> **Task statement**: Which lines in the rows below contain the word "reflection"? Copy each of those lines in full.

-- Stored data start --

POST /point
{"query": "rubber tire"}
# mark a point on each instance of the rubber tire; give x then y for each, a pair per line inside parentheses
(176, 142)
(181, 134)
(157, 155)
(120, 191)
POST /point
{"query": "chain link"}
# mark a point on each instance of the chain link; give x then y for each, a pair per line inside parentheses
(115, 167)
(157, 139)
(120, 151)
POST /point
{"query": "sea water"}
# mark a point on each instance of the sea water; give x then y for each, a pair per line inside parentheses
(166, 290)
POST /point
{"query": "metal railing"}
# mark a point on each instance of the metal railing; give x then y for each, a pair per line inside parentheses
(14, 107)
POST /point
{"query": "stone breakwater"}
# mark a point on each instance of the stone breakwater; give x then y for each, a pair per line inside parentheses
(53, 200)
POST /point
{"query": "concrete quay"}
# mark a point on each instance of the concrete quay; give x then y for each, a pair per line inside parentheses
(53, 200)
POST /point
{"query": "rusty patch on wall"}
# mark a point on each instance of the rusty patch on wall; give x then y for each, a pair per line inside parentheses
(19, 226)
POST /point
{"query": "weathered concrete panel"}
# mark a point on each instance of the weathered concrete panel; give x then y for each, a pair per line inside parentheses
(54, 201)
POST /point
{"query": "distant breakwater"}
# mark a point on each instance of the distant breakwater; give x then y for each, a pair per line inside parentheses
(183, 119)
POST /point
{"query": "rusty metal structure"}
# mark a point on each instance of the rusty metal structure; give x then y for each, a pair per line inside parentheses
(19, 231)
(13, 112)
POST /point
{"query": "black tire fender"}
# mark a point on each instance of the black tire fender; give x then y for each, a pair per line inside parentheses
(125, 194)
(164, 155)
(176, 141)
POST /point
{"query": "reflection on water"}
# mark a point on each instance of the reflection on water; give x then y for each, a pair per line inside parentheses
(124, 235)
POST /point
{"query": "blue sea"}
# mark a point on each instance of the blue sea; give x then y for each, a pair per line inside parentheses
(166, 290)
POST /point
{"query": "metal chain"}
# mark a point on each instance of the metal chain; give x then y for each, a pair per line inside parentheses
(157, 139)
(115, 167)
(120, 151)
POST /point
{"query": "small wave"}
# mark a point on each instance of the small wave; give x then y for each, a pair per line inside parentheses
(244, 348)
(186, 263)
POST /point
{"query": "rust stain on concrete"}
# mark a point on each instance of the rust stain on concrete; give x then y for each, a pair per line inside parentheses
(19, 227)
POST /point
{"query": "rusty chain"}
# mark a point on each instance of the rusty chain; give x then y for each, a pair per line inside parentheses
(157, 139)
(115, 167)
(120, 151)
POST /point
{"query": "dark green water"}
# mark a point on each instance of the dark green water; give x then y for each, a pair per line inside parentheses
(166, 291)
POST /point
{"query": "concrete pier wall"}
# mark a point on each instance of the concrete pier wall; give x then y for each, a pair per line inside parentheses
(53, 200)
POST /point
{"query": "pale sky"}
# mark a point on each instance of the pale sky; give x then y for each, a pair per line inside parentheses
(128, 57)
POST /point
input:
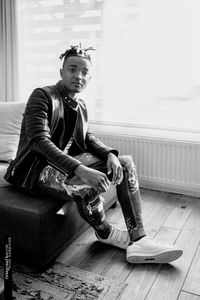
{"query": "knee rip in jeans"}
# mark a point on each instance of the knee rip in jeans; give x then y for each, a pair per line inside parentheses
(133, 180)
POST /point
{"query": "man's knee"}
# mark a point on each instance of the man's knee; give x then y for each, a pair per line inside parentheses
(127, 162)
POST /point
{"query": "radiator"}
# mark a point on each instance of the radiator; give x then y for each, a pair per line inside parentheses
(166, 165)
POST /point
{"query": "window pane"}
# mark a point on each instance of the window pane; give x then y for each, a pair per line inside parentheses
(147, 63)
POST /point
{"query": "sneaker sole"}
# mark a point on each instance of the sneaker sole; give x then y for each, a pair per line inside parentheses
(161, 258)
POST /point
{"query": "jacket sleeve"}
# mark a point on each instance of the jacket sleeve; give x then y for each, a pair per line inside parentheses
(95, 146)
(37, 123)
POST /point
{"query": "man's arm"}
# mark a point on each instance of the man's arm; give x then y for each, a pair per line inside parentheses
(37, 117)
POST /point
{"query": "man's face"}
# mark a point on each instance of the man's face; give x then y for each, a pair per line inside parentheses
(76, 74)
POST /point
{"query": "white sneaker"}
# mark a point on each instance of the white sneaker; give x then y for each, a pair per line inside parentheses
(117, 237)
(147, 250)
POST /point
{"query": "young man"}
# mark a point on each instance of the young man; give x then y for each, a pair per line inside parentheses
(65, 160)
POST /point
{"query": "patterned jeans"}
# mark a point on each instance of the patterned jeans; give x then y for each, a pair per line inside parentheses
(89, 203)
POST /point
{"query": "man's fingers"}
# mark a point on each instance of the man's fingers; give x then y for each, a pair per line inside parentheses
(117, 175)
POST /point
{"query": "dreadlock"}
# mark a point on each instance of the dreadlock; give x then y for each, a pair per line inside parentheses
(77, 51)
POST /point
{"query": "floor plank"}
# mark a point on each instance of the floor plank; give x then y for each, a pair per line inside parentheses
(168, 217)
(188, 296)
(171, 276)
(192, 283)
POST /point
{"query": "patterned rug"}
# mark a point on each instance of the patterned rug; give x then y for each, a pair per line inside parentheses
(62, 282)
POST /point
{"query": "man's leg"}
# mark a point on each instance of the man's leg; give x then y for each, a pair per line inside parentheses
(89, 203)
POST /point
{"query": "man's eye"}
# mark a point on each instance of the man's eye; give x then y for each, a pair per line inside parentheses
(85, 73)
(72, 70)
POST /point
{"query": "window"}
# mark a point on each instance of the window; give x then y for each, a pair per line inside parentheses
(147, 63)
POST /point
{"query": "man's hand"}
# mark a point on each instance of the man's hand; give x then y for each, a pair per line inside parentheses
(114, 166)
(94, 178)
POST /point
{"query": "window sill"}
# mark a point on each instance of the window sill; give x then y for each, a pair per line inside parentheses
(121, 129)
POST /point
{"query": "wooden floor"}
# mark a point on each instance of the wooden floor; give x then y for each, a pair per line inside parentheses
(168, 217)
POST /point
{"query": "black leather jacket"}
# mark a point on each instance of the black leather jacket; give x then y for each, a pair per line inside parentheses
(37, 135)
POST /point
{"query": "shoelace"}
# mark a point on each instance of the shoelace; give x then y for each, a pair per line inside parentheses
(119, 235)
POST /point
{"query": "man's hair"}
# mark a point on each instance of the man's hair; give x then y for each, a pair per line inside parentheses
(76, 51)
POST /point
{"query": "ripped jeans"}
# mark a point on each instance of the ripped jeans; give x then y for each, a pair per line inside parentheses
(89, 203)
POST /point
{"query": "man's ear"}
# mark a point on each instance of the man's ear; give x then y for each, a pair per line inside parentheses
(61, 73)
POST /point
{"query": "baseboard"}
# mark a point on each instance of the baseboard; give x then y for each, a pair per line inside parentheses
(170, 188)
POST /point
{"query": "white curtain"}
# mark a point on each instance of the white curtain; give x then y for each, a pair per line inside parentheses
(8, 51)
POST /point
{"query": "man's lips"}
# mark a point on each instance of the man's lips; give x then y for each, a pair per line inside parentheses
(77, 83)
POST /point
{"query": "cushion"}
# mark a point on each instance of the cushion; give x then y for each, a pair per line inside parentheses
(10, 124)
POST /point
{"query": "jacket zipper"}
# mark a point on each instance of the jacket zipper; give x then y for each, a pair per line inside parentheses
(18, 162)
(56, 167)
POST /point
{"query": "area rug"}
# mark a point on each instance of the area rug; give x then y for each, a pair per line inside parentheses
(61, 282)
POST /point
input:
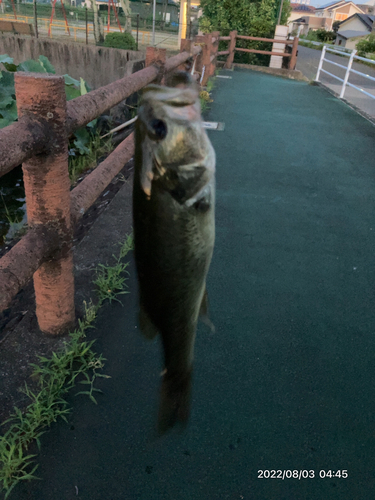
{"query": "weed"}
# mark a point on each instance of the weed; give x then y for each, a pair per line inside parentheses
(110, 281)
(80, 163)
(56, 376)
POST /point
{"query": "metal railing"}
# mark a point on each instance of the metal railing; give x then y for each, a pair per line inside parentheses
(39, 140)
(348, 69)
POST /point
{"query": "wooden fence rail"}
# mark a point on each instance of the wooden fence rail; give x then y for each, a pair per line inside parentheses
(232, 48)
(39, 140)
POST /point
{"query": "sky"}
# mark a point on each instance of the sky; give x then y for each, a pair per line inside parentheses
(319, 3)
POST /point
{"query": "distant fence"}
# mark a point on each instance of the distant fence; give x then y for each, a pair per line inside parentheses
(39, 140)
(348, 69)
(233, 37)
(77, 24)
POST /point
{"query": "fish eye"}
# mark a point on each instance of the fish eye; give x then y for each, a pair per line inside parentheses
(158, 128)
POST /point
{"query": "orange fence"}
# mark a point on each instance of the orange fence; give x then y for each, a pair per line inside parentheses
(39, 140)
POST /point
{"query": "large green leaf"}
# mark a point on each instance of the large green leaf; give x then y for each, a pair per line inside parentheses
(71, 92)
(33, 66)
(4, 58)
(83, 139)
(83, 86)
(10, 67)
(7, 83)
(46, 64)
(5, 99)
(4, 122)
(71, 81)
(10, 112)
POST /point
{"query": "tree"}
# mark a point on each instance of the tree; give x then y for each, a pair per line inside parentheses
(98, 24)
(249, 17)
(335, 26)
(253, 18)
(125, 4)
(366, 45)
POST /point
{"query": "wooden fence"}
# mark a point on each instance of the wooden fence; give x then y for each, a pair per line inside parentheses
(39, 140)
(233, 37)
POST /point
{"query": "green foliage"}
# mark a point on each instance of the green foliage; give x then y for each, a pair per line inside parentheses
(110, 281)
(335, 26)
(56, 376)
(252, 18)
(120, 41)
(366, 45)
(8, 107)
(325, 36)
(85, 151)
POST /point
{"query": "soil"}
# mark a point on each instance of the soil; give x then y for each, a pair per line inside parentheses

-- Stored data end --

> **The result**:
{"query": "reflection on water"}
# mark a point on each instance of the reflection on water; give x then y for each, a pair per line inside parentheses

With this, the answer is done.